Count how many lines of the data below contain the string "cloud" and give only that number.

▽

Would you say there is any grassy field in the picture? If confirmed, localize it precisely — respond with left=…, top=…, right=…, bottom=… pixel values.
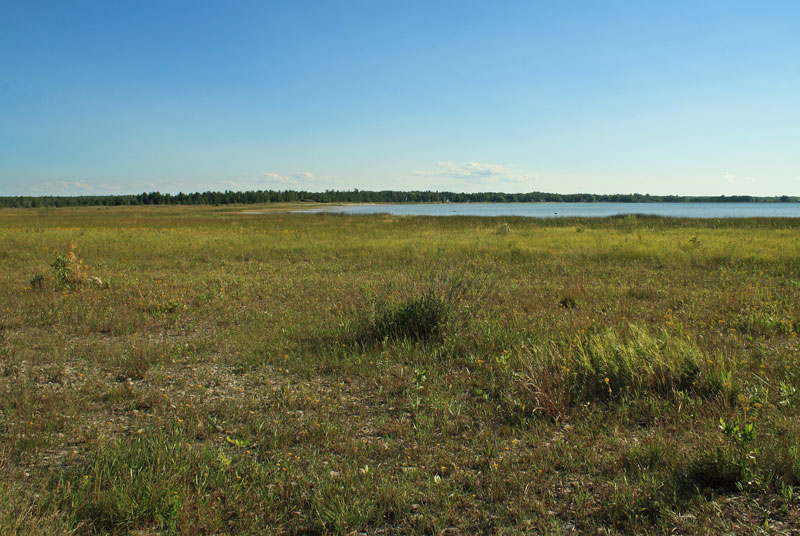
left=0, top=207, right=800, bottom=535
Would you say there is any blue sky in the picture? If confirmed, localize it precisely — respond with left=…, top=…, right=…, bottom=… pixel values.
left=0, top=0, right=800, bottom=195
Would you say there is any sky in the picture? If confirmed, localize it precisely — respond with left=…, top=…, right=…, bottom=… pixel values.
left=0, top=0, right=800, bottom=195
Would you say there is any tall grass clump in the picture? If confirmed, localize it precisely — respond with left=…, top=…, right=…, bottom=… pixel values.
left=571, top=325, right=705, bottom=401
left=355, top=270, right=490, bottom=345
left=512, top=325, right=731, bottom=421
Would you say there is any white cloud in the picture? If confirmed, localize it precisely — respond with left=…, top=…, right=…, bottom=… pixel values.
left=725, top=171, right=756, bottom=184
left=412, top=162, right=538, bottom=184
left=265, top=171, right=315, bottom=186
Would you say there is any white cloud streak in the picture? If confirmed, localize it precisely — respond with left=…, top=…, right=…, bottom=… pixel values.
left=412, top=161, right=538, bottom=184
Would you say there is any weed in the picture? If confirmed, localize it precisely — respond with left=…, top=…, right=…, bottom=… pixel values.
left=676, top=447, right=748, bottom=496
left=50, top=242, right=87, bottom=289
left=30, top=274, right=44, bottom=291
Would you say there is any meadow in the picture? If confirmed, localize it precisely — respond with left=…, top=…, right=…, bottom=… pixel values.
left=0, top=205, right=800, bottom=535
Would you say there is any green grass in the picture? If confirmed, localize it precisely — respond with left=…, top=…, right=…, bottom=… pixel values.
left=0, top=207, right=800, bottom=534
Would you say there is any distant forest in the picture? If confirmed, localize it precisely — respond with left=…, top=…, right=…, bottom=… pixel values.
left=0, top=190, right=800, bottom=208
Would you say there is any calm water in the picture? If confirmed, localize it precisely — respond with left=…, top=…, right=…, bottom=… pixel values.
left=298, top=203, right=800, bottom=218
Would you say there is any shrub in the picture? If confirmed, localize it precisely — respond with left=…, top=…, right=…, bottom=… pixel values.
left=50, top=242, right=86, bottom=288
left=360, top=290, right=452, bottom=342
left=355, top=271, right=489, bottom=344
left=676, top=447, right=747, bottom=495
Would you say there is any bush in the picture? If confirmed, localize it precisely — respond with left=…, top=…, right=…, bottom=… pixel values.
left=676, top=448, right=748, bottom=495
left=355, top=270, right=491, bottom=344
left=510, top=325, right=733, bottom=421
left=358, top=290, right=453, bottom=342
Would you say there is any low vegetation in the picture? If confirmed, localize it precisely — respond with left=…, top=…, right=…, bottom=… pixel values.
left=0, top=206, right=800, bottom=534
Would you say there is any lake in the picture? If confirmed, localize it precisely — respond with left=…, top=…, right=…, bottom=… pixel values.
left=297, top=203, right=800, bottom=218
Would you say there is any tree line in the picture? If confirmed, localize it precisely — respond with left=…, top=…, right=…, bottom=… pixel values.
left=0, top=189, right=800, bottom=208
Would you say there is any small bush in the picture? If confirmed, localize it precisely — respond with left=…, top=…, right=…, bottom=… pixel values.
left=355, top=271, right=490, bottom=344
left=358, top=290, right=453, bottom=343
left=676, top=448, right=747, bottom=495
left=30, top=274, right=44, bottom=291
left=50, top=242, right=87, bottom=289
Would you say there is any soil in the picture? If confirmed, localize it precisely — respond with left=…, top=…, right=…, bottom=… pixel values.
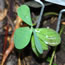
left=0, top=0, right=65, bottom=65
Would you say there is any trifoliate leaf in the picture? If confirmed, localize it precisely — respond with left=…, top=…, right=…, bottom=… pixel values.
left=14, top=27, right=32, bottom=49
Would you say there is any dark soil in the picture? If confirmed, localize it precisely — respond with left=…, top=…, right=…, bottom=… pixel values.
left=0, top=0, right=65, bottom=65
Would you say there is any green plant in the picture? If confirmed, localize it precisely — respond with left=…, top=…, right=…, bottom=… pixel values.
left=14, top=5, right=61, bottom=56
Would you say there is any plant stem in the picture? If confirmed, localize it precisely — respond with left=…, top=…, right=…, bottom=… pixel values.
left=49, top=47, right=56, bottom=65
left=49, top=25, right=65, bottom=65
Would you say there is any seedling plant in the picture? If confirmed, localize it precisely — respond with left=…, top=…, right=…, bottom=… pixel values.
left=14, top=5, right=61, bottom=57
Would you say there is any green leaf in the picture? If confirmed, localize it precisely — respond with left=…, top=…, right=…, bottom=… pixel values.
left=53, top=63, right=57, bottom=65
left=46, top=57, right=51, bottom=63
left=14, top=27, right=32, bottom=49
left=17, top=5, right=32, bottom=26
left=33, top=30, right=43, bottom=54
left=31, top=36, right=40, bottom=57
left=39, top=39, right=48, bottom=50
left=35, top=28, right=61, bottom=46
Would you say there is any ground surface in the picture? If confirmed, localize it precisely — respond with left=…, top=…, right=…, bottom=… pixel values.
left=0, top=0, right=65, bottom=65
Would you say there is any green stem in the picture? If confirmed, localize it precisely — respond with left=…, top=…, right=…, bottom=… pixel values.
left=49, top=47, right=56, bottom=65
left=49, top=25, right=65, bottom=65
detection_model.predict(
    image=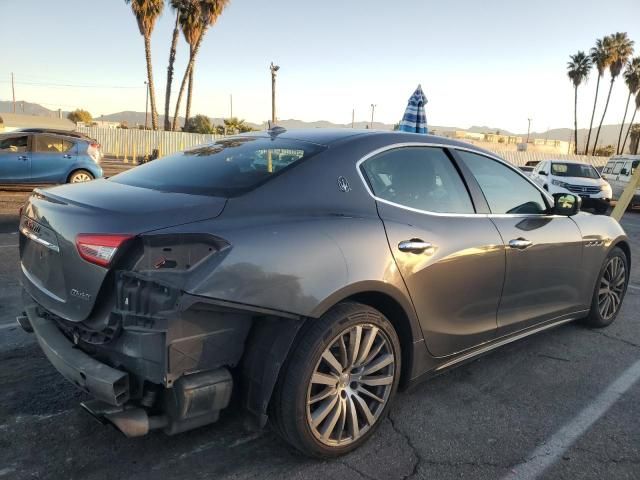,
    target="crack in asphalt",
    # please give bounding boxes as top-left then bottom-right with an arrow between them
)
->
587,330 -> 640,348
339,460 -> 378,480
387,414 -> 516,480
387,412 -> 422,480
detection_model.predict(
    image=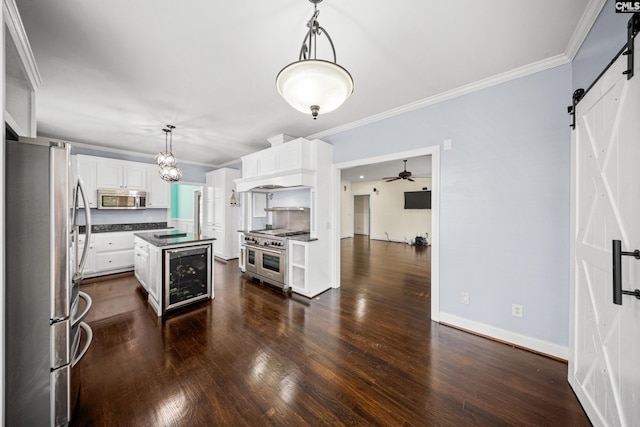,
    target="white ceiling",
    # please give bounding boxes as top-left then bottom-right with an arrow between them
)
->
16,0 -> 604,168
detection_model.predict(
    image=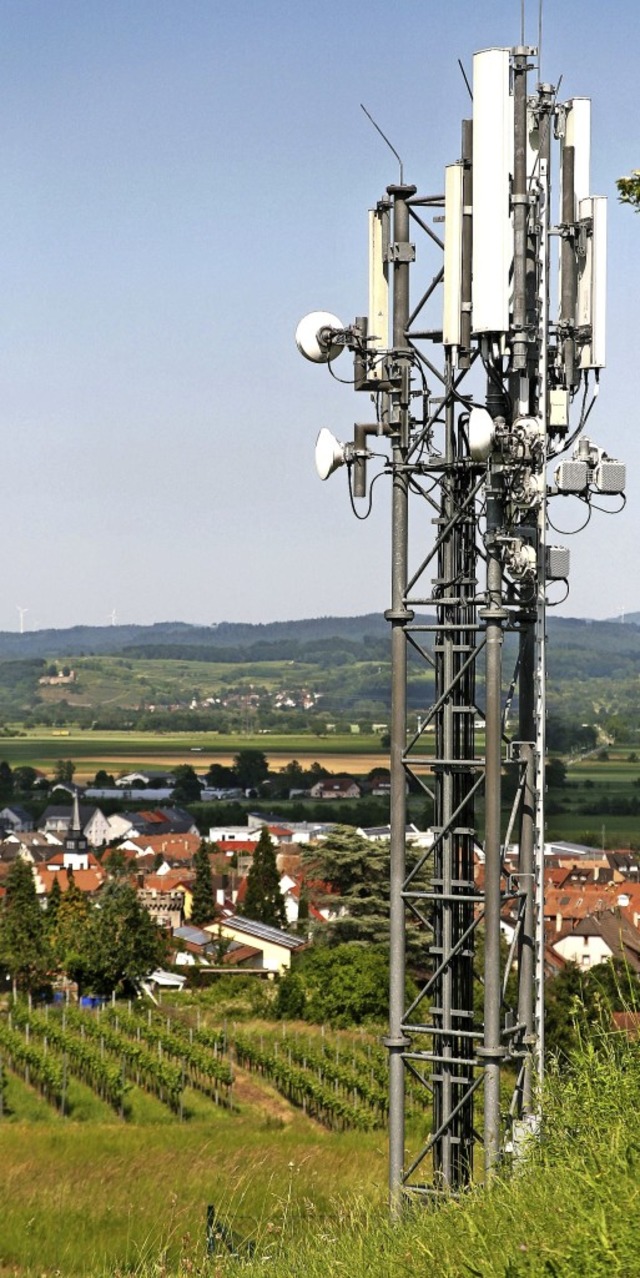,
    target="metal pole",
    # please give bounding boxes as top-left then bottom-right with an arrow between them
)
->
385,185 -> 415,1217
478,466 -> 507,1177
517,612 -> 535,1118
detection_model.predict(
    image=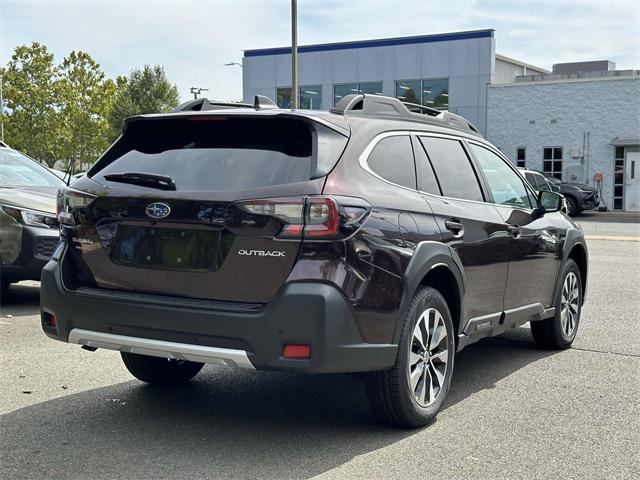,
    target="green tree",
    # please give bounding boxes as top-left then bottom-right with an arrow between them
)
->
1,42 -> 60,165
109,65 -> 180,140
58,51 -> 116,170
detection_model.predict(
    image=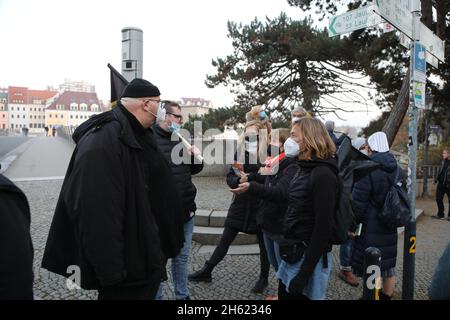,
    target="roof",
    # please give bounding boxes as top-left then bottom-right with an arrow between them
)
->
46,91 -> 103,111
181,98 -> 211,107
8,87 -> 28,104
28,90 -> 58,104
8,87 -> 58,104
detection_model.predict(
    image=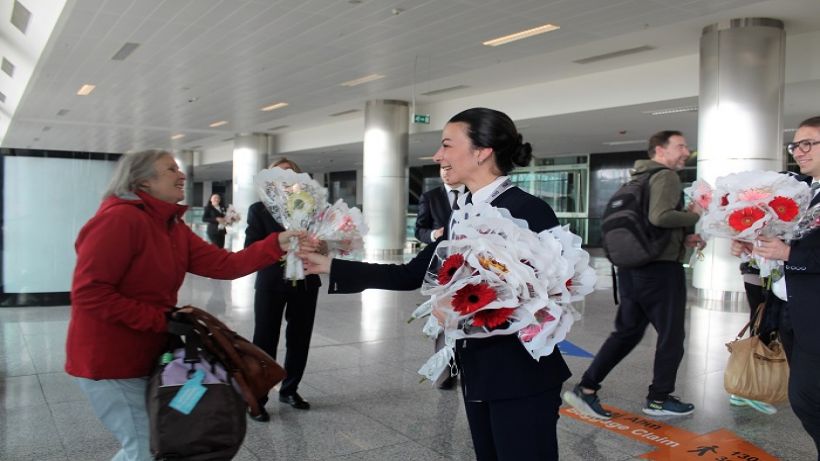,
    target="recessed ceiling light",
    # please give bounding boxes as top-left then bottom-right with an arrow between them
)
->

△

* [Task output]:
2